[PROBLEM TO SOLVE] Write out the entries verbatim and leave the images out of the copy.

┄┄┄┄┄┄┄┄┄┄

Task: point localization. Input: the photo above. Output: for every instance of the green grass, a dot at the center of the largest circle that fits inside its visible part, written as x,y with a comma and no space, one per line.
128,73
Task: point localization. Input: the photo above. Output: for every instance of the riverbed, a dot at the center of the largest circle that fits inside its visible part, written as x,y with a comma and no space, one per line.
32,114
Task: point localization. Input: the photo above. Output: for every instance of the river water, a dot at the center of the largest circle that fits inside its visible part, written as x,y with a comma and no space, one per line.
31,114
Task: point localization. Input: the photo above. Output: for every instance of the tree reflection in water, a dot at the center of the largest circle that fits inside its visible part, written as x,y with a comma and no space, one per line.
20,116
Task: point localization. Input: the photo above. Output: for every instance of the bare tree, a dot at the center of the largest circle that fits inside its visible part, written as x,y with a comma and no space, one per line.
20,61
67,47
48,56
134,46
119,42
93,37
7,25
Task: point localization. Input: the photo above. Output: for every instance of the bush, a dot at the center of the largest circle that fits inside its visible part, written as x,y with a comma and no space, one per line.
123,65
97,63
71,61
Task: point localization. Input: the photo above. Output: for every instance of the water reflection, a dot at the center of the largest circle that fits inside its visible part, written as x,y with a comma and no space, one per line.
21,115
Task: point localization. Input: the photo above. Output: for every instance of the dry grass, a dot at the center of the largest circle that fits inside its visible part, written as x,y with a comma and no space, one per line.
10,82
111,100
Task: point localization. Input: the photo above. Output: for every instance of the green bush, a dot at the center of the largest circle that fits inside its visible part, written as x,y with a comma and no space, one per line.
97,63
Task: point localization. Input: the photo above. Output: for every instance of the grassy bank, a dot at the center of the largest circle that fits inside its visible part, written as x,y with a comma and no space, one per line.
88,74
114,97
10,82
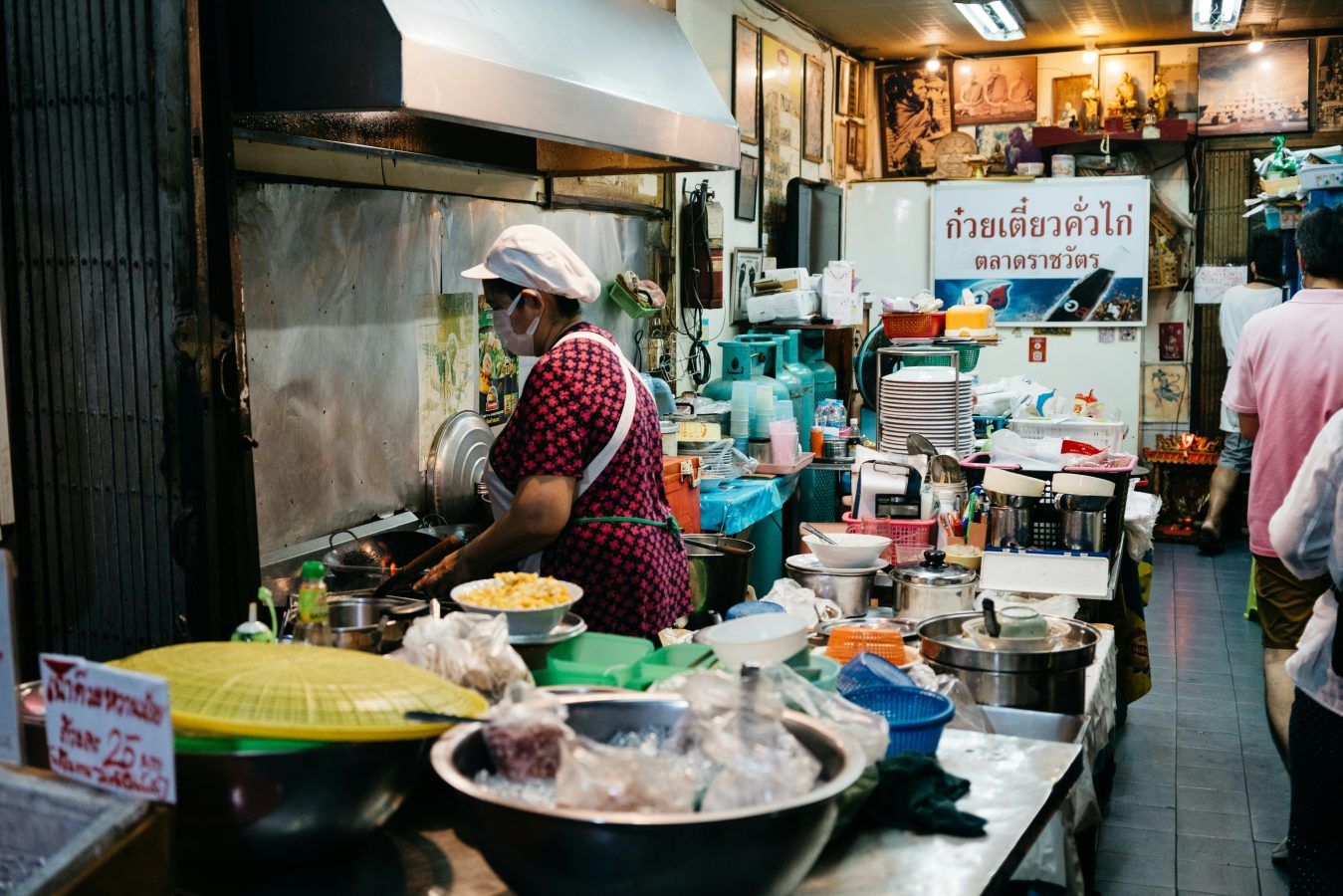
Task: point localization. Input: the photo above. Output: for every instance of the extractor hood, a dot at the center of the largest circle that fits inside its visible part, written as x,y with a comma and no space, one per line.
557,87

┄┄┄┄┄┄┄┄┄┄

[ANSWER TO THIS PROBLEM]
Task: point localization. Input: the photo above. Output: for every instance of the green grass, a dot at the center of the largest circle that fits inside its visible part, written as x,y with a comma and no space, one per line.
128,73
Task: point localization. Input: the photo above. Output: for every instance of the riverbed, a dot at the center of the largest circle that fits inside its visible part, written as x,y with a comma and no space, one per line.
32,114
Task: point localization. Input: the photo above. Output: for every instance of the river water, a dot at the center of the largest circle that fits inside its visible part, written as x,y with a comma and no space, one per line.
31,114
Task: point localization. Input: the photo above. Output: for every instance of the tree reflection in water, a dot at the center of the largest circle that fits inside its visible part, written as x,y with a comma and no space, one per line.
20,116
Task: point localization. Input: the photo above. Output: for every instance of the bare tree, a dot at the center of the largest circle that fits inside its visible part, written as x,y with a comma and no space, one per line.
20,61
67,47
48,56
134,46
119,42
93,37
7,25
Task: point localization. Input: the photo above. Output: for every instance of the bush, a dot at the center of the largest circle that fits inside its visible part, written as x,y with a comma and no space, one per line.
123,65
97,63
71,61
Task: point localization. Input: the photo above. Output: for every instance of the water reflection, a dot at the center of the largest circle that fits inside its visible part, written as x,y with a comma and no space, one per line.
21,115
Task: point localization. Input: the photo above. Output: for every instance of the dry grass, a dot at the center of the largest circle that fits inside its visible part, written as x,y with a comma and no space, one per line.
10,82
111,100
Task: point localization. Input: the photo above. Output: for every instance of the green bush, a dot at the center of the largest circle that fits inside its visible part, written as x,y with a comma and no space, one per line.
97,63
Task: point localization. Input: the photo above. Output: for every instance of the grassy bank, a dot at the center of the largest circle that fits inside its visible part, written as x,y with a comma and no space, one per line.
88,74
114,97
10,82
Task: point localization. Input: the photo above. Output: for every instance of the extractor hood, a dot at the center of the largest circle that fits inside its visible part, written as x,y with a comma and no space, one per line.
557,87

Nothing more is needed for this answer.